◆ Supplied entries
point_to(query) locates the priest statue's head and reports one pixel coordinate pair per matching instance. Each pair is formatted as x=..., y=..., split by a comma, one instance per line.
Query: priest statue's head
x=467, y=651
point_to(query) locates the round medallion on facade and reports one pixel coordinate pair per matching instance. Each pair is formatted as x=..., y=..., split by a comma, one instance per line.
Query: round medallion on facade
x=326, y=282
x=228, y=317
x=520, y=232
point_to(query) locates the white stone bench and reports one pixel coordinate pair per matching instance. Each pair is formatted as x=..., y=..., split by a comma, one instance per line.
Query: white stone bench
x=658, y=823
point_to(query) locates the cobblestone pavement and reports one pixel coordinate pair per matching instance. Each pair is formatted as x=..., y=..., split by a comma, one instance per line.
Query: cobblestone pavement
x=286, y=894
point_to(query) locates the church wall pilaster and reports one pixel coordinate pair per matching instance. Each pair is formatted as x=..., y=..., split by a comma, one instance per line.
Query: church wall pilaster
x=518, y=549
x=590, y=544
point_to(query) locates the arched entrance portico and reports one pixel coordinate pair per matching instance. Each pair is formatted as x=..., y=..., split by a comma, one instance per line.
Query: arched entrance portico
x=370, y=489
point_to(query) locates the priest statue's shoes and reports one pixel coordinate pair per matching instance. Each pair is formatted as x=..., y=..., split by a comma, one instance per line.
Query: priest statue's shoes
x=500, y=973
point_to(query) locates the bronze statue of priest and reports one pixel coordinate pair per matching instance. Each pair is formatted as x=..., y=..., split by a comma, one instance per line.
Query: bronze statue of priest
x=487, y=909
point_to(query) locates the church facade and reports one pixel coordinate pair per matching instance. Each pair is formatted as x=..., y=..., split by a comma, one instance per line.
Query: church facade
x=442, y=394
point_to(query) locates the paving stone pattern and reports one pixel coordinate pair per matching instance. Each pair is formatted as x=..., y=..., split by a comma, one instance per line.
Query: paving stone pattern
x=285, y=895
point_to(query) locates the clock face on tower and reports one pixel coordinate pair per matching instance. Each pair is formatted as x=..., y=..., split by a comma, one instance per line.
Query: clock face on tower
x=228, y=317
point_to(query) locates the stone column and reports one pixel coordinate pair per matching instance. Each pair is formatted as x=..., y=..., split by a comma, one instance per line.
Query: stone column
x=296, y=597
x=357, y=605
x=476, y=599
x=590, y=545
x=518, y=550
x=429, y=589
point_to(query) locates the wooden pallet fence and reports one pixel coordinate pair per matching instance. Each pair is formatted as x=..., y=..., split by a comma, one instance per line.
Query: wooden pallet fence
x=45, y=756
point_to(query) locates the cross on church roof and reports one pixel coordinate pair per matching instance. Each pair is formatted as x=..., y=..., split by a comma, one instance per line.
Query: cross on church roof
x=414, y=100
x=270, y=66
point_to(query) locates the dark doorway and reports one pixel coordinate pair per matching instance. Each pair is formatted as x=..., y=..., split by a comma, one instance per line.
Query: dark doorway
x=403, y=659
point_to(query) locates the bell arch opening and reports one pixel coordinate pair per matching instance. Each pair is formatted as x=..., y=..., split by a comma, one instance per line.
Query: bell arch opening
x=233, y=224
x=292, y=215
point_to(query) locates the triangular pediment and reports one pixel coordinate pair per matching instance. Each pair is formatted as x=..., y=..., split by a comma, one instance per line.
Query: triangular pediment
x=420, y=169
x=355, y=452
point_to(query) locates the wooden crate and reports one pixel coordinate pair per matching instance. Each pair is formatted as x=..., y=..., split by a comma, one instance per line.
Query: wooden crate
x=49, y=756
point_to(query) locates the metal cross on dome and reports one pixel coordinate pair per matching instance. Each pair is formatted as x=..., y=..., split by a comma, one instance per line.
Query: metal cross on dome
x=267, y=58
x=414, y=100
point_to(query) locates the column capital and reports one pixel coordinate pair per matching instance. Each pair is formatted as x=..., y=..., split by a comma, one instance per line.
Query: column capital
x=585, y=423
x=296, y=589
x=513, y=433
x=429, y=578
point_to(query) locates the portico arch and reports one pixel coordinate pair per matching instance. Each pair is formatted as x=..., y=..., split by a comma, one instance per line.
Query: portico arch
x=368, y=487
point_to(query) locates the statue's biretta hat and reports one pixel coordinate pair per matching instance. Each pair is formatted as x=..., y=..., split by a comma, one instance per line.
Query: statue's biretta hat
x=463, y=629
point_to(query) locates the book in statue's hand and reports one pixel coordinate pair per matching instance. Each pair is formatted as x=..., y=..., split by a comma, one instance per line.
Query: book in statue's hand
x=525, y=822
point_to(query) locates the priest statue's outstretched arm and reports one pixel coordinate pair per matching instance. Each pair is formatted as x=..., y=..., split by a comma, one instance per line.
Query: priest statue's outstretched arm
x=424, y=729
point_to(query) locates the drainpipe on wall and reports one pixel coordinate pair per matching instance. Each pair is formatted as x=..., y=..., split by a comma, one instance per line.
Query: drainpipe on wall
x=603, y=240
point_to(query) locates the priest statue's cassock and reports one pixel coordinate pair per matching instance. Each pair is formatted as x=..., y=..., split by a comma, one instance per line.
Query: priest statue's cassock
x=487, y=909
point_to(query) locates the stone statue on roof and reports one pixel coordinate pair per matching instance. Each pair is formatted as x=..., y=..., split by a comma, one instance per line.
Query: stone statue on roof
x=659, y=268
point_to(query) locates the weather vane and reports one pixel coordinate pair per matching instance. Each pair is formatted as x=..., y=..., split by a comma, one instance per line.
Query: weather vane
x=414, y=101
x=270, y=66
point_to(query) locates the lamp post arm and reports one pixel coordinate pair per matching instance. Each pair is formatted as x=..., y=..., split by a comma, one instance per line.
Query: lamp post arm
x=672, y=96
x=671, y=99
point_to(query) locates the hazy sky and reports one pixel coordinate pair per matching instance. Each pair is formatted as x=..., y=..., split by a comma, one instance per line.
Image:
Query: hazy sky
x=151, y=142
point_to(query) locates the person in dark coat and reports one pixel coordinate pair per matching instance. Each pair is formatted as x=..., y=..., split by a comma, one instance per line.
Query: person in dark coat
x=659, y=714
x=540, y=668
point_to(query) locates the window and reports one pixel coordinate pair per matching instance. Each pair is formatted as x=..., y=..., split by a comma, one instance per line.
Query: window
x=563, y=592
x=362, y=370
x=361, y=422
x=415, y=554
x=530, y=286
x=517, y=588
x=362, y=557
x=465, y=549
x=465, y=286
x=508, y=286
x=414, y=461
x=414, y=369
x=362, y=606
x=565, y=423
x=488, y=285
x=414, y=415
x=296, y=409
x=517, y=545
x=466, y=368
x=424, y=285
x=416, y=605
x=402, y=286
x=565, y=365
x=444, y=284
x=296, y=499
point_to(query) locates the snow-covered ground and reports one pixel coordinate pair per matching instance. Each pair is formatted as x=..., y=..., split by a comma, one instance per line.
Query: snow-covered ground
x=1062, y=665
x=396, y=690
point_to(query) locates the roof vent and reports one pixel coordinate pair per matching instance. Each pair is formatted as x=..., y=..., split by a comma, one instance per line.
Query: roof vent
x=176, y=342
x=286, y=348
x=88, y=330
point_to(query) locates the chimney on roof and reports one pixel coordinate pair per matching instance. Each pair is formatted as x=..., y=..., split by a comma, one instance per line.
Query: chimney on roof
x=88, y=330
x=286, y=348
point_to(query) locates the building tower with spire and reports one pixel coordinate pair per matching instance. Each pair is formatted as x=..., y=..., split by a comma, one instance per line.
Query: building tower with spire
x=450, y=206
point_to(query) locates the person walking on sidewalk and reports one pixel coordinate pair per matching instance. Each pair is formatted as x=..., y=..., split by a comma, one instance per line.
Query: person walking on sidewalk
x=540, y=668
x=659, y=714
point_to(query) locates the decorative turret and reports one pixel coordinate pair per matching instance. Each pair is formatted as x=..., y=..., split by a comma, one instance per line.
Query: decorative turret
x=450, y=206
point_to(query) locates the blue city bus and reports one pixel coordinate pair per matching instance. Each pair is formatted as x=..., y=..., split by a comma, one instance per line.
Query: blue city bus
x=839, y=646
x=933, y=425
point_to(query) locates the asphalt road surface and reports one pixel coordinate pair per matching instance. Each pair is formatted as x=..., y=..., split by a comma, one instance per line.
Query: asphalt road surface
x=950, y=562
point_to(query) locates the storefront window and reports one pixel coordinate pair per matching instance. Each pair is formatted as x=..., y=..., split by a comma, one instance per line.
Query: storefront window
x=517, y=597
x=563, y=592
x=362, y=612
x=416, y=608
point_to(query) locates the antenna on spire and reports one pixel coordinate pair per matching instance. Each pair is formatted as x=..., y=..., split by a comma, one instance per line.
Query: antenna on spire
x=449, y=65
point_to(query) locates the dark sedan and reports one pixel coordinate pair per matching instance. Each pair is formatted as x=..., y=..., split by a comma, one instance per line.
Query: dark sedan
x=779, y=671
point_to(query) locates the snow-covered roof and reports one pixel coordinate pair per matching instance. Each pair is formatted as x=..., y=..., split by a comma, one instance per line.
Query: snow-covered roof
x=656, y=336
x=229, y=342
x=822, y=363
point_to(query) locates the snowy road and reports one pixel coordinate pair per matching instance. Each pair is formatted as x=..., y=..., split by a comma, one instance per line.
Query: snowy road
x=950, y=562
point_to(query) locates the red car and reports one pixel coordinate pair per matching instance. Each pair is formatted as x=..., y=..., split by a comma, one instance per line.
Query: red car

◆ What is required
Update the lines from the start of the rows through the line that contains "x=370, y=489", inclusive, changing every "coordinate pair" to "location" and leaving everything else the same.

◆ Task output
point_to(query) locates the priest statue's head and reports one pixel location per matching instance. Each pair is formatted as x=..., y=..., split by a comma, one instance per line.
Query: priest statue's head
x=467, y=651
point_to(query) locates the round medallion on facade and reports one pixel location per matching instance. Each pair is formatted as x=..., y=..., split by a comma, one instance per line.
Query: round medallion on facade
x=326, y=282
x=228, y=317
x=520, y=232
point_to(query) locates the white stone bench and reports one pixel location per matching instance. Each pair is formatted as x=..., y=..., split by a comma, one instance per line.
Query: white stone bench
x=658, y=823
point_to(query) locates the cobblestone pavement and reports one pixel location per matching instance. Each pair is formatted as x=..., y=..., split by a comma, one instance per line.
Query: cobblestone pavement
x=286, y=894
point_to(query) locates the church wall pilaster and reports one pixel location per matching instance. Each pair is formatted as x=..., y=..., split by a comma, one instance per line.
Query: church wall pilaster
x=518, y=549
x=590, y=544
point_to(query) locates the arched entrance portico and reports one pixel location per matching instance. Each pair is formatted as x=..., y=..., split by a comma, one instance per line.
Query: arched entrance portico
x=370, y=489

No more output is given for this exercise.